What you will do:
Can you update the passage on the hierarchical noise model by repeating everything from "3.4 Hierarchical noise" down to "in reducing ambiguities." with "sound events" changed to "acoustic events"?

3.4 Hierarchical noise model

The classification granularity of acoustic environments and sound events is largely determined by the purposes for which the classifications are designed. Similarly, suitable sampling strategies are determined by the applications using the context information. The focus of the work described here is on meeting information needs of people in their daily environments and routines.

In this initial hierarchical noise model there are just two levels, environments (office, supermarket, street, etc.) and sound events (telephone ring, hand clap, etc.). The classifier first compares the unknown sample against the set of environment models. If an uncertain environment is detected (measured by confidence score), the sample is compared against the set of sound events to find a cue. If confusion still exists, other contextual information might aid in reducing ambiguities.

The noise model also supports hierarchies of environments, for example allowing bus, train and car to be grouped under a more general transport label. The model allows user-defined hierarchies to be created. The use of suitable acoustic environment hierarchies allows us to assign samples with poor confidence scores to a more general class. In this case the model chooses the lowest class in the hierarchy that subsumes the first and second matches (i.e. those used in the confidence score).

4 Acoustic environment tracker

Context-aware applications gain substantially from environmental noise classification because the typical auditory environment of a mobile user is dynamic and structured. Our HMM classifier has high accuracy and negligible computational cost and so can easily run on limited capacity devices. We have investigated the feasibility of this approach through a prototype context-aware application using the built-in microphone in the mobile device with periodic audio buffering of environmental noise.

[Dataset items]
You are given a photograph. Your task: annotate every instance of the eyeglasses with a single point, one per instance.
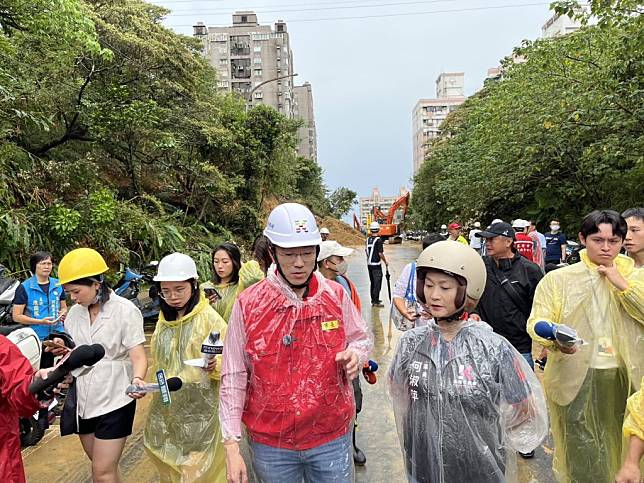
(168, 294)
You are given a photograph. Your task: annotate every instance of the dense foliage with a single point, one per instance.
(560, 134)
(113, 135)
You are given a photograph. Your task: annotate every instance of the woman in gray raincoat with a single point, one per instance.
(464, 399)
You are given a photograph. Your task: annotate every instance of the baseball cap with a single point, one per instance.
(519, 223)
(500, 228)
(330, 248)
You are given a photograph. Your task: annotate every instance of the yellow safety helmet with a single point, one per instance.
(80, 263)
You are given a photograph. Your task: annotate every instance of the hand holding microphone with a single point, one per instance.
(174, 384)
(565, 337)
(84, 355)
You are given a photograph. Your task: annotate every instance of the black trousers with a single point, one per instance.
(375, 281)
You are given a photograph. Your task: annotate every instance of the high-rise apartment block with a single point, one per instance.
(428, 114)
(256, 61)
(304, 111)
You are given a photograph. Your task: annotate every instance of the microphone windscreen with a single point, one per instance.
(544, 329)
(174, 383)
(84, 355)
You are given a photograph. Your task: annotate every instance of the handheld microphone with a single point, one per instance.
(369, 371)
(174, 384)
(84, 355)
(563, 334)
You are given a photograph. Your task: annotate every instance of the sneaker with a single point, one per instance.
(358, 457)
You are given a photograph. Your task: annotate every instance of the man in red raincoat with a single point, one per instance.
(16, 374)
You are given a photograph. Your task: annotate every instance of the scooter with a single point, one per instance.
(8, 287)
(129, 287)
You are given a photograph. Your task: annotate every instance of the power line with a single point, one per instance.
(405, 14)
(342, 6)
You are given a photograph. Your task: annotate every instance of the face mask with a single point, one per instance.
(340, 268)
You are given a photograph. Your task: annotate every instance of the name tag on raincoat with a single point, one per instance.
(330, 325)
(163, 387)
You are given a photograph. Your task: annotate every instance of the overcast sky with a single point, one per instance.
(367, 73)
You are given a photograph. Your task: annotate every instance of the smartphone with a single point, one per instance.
(210, 292)
(54, 345)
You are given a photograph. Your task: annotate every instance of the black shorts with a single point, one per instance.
(113, 425)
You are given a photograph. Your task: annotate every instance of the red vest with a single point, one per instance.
(524, 245)
(297, 398)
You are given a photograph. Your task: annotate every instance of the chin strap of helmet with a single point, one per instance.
(304, 285)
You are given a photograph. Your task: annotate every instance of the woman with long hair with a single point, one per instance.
(183, 438)
(230, 278)
(104, 413)
(464, 399)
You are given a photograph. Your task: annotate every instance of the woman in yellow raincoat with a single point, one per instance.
(634, 432)
(602, 298)
(230, 278)
(183, 439)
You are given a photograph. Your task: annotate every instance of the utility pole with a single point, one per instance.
(249, 101)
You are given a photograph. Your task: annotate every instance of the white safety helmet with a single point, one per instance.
(456, 259)
(176, 267)
(292, 225)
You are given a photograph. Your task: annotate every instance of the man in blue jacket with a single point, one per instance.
(40, 303)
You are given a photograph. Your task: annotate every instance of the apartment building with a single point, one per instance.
(428, 114)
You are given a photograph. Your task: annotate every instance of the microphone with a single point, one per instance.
(84, 355)
(369, 371)
(174, 384)
(566, 336)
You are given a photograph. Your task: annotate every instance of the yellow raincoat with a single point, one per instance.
(183, 439)
(634, 423)
(249, 274)
(587, 391)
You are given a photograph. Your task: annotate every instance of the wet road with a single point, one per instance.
(376, 431)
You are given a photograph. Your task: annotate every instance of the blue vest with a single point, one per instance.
(41, 305)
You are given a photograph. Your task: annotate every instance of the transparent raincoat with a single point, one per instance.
(249, 273)
(280, 377)
(464, 407)
(587, 391)
(183, 439)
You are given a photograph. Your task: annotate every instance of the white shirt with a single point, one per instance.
(475, 242)
(118, 328)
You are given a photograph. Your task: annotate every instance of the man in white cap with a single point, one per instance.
(375, 251)
(295, 341)
(333, 266)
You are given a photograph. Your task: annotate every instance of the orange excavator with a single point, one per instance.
(356, 222)
(388, 229)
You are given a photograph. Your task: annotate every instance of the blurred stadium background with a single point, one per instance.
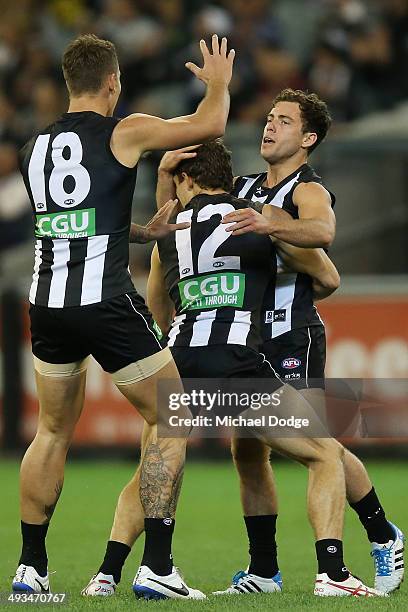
(354, 53)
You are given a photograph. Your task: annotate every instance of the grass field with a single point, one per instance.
(210, 543)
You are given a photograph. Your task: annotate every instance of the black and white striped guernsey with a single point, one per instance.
(289, 298)
(217, 281)
(81, 198)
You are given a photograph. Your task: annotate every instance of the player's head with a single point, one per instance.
(90, 66)
(209, 170)
(296, 124)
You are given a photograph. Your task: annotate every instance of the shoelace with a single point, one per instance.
(382, 561)
(238, 576)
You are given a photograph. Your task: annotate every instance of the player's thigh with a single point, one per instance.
(60, 360)
(249, 451)
(120, 332)
(141, 387)
(61, 391)
(299, 356)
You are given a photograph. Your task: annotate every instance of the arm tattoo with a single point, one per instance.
(139, 234)
(161, 475)
(49, 510)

Answer:
3.4 Hierarchical noise model

The classification granularity of acoustic environments and acoustic events is largely determined by the purposes for which the classifications are designed. Similarly, suitable sampling strategies are determined by the applications using the context information. The focus of the work described here is on meeting information needs of people in their daily environments and routines.

In this initial hierarchical noise model there are just two levels, environments (office, supermarket, street, etc.) and acoustic events (telephone ring, hand clap, etc.). The classifier first compares the unknown sample against the set of environment models. If an uncertain environment is detected (measured by confidence score), the sample is compared against the set of acoustic events to find a cue. If confusion still exists, other contextual information might aid in reducing ambiguities.